Problem description:
Recast all the records below as a two-column CSV with the header instruction,points and one row per labeling instruction. Put the instruction's text in the first column and its points in the second, each in a single quoted field with line breaks replaced by spaces, and leave the pictures out.

Data shown:
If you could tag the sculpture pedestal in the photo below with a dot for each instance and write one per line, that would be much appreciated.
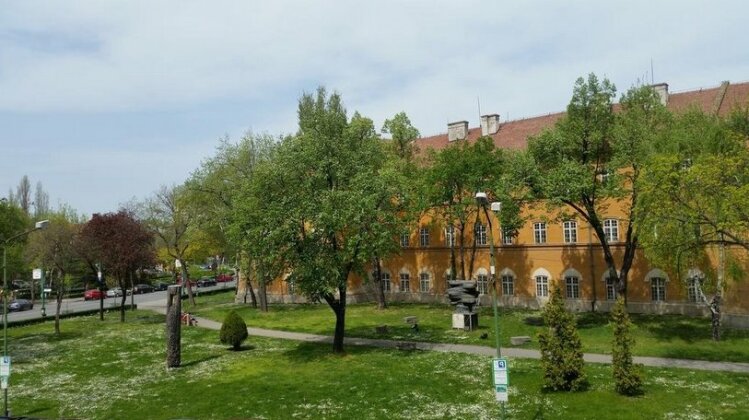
(467, 322)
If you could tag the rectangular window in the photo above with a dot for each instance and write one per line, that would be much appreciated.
(424, 237)
(573, 287)
(539, 232)
(424, 283)
(611, 230)
(404, 239)
(405, 282)
(508, 285)
(610, 289)
(570, 231)
(693, 290)
(657, 289)
(480, 231)
(507, 236)
(542, 286)
(386, 285)
(450, 236)
(482, 282)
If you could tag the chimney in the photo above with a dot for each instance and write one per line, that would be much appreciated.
(489, 124)
(662, 90)
(457, 130)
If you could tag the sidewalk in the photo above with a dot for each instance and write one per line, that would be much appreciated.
(480, 350)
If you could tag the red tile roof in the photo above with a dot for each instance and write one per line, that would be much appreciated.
(514, 134)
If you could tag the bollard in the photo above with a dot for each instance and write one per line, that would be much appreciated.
(173, 326)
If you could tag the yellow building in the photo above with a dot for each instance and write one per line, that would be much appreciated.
(545, 253)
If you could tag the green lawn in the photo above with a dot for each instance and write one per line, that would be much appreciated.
(656, 335)
(109, 370)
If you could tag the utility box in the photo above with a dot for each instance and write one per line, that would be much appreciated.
(467, 322)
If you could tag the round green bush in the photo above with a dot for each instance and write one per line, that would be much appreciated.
(233, 330)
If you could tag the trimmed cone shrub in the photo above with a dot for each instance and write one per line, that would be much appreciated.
(561, 348)
(233, 330)
(627, 376)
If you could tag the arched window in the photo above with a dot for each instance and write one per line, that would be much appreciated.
(508, 282)
(572, 280)
(482, 281)
(542, 278)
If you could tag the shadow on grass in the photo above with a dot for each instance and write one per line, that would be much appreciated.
(199, 361)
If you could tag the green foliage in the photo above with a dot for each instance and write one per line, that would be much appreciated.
(627, 376)
(233, 330)
(561, 348)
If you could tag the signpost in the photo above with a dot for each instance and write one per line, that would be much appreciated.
(501, 381)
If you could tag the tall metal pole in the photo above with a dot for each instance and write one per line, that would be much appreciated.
(5, 320)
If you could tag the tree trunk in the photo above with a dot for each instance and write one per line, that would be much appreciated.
(186, 282)
(379, 291)
(173, 327)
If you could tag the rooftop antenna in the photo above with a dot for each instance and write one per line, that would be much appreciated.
(652, 76)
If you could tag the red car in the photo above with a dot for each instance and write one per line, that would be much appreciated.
(221, 278)
(93, 294)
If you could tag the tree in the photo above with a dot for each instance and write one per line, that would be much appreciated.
(233, 330)
(592, 160)
(41, 201)
(627, 375)
(561, 348)
(54, 249)
(168, 217)
(23, 194)
(403, 135)
(693, 202)
(333, 205)
(121, 244)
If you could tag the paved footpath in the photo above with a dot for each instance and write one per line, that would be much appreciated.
(471, 349)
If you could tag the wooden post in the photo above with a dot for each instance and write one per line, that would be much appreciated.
(173, 326)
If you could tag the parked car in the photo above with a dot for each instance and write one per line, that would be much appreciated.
(93, 294)
(142, 288)
(206, 282)
(224, 277)
(20, 305)
(160, 285)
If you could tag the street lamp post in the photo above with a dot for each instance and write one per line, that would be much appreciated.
(482, 201)
(39, 225)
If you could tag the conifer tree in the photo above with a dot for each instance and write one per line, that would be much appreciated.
(561, 348)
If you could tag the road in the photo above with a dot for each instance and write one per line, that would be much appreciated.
(80, 305)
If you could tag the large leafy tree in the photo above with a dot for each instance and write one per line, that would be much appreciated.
(693, 204)
(223, 191)
(335, 204)
(592, 161)
(121, 244)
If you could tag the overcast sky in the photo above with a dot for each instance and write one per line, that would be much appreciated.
(104, 101)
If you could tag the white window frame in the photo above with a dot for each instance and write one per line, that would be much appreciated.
(508, 285)
(405, 282)
(387, 285)
(572, 286)
(570, 231)
(507, 237)
(539, 232)
(611, 230)
(425, 282)
(658, 289)
(479, 231)
(405, 239)
(450, 236)
(424, 237)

Output:
instruction,points
"If you could tag the sculpture pedestal in the photo below with a dot for each instance and write one per line, that would be much appreciated.","(467, 322)"
"If you could tag the rectangular window in the photo above with a dot for each instance and write one per line, that would be much appreciated.","(424, 237) (573, 287) (539, 232) (424, 283) (611, 230) (404, 239) (405, 282) (508, 285) (610, 289) (570, 231) (693, 290) (657, 289) (480, 231) (507, 236) (542, 286) (386, 285) (450, 236) (482, 282)"
"If you could tag the chimney in the photo above with a dot for each instance and write one per line, that would be much appreciated.","(489, 124) (662, 90) (457, 130)"
"If you could tag the sidewalk in the photo above with a dot for each instance and write one per line, that would be much appreciated.","(480, 350)"
"If you could tag the red tile roof in the photo above with a dot for each instance and write one per line, that would be much appreciated.","(514, 134)"
"If you could tag the bollard in the photo above with a dot for each instance and write one per line, that would be much appreciated.","(173, 326)"
"If you could tag the yellow building in the photo above with a dot for each instance and write one per line, that would be much appreciated.","(545, 253)"
"If you could tag the green lawn in the photo above with a dot for each instance and write one per line, that would be much appreciated.","(656, 335) (109, 370)"
"If you could tag the utility box in the photo above with a dot for each instance and write one per line, that would be much appreciated.","(467, 322)"
"If you could tag the round green bush in the photo above with a dot for each instance and write one per line, that would be much appreciated.","(233, 330)"
"If you could tag the trimmed cone shrub in the photo above with a dot for each instance and write one per line, that would be much appreciated.","(561, 348) (233, 330) (627, 376)"
"If you could tag the arched window in the photo above with a dot for each instance and write one per line, that would be much appreciated.","(508, 282) (572, 280) (482, 281) (542, 278)"
"If you could tag the shadow on grass in the photo above with a dot for each instance and write one per line, that would be much appreciated.","(199, 361)"
"If you could tag the green foliage in the photo above with a dot for each instance and write one per line, that would be much appreciated.","(627, 376) (233, 330) (561, 348)"
"If you could tag the signpost in the photo above with a dot for each instance and write one per line, that would be much appreciated.","(501, 381)"
"If you could tag the tall metal pole in the photo above with a dot for each instance and write one per line, that would be much appreciated.","(5, 320)"
"If you could tag the tree trunk in the photo above with a dot for each instance and write one per line, that would be much appreciated.","(186, 282) (379, 291) (173, 327)"
"If you could tag the rooftop antenna in the photo above with a dot for each instance and write one per line, that would be much appreciated.","(652, 76)"
"If you could tag the red car in the photo above with a dot for each instance and write one per line, that would be much appreciated.","(221, 278) (93, 294)"
"If you could tag the tree in the photo above with a dot for each instance and write one per line, that would be much appreciated.","(233, 330) (592, 160) (41, 201) (627, 375) (561, 348) (54, 249) (168, 217) (23, 194) (403, 135) (693, 202) (333, 205) (121, 244)"
"If you could tag the paved footpath in the photo above with a dot for each instance and write one per line, that would be much appreciated.","(471, 349)"
"If you could tag the wooden post in the photo above with a dot for each instance and write one per line, that would be much appreciated.","(173, 326)"
"If you could tag the parked car in the photo above with a dot for each instance and write one per line, that would be much appreciated.","(93, 294) (142, 288) (206, 282) (224, 277) (20, 305) (160, 285)"
"If you could tag the street lamp post in the photo above with a dot for each instance and write one per line, that would be much appreciated.","(482, 201) (39, 225)"
"If you could tag the conifer tree in the photo above with a dot for each instance and write one per line, that would be much appreciated.","(561, 348)"
"If you could tag the road in the photo above with a dot for each instance and write one per line, that would be much appreciated.","(80, 305)"
"If you could tag the large leafy tree in the photo above with a dot for each instance and write one per line, that would be much appreciated.","(693, 204) (223, 191) (335, 204) (592, 161) (121, 244)"
"If you could tag the overcast sky in the photo above with a dot for each instance and write one per line, that would be much appreciated.","(104, 101)"
"If you could tag the white window frame in the photo above with a dot for each instance and write one per line, that would be much appreciated.","(508, 285) (405, 282) (387, 285) (572, 286) (570, 231) (507, 237) (539, 232) (611, 230) (425, 282) (658, 289) (479, 231) (405, 239) (450, 236) (424, 237)"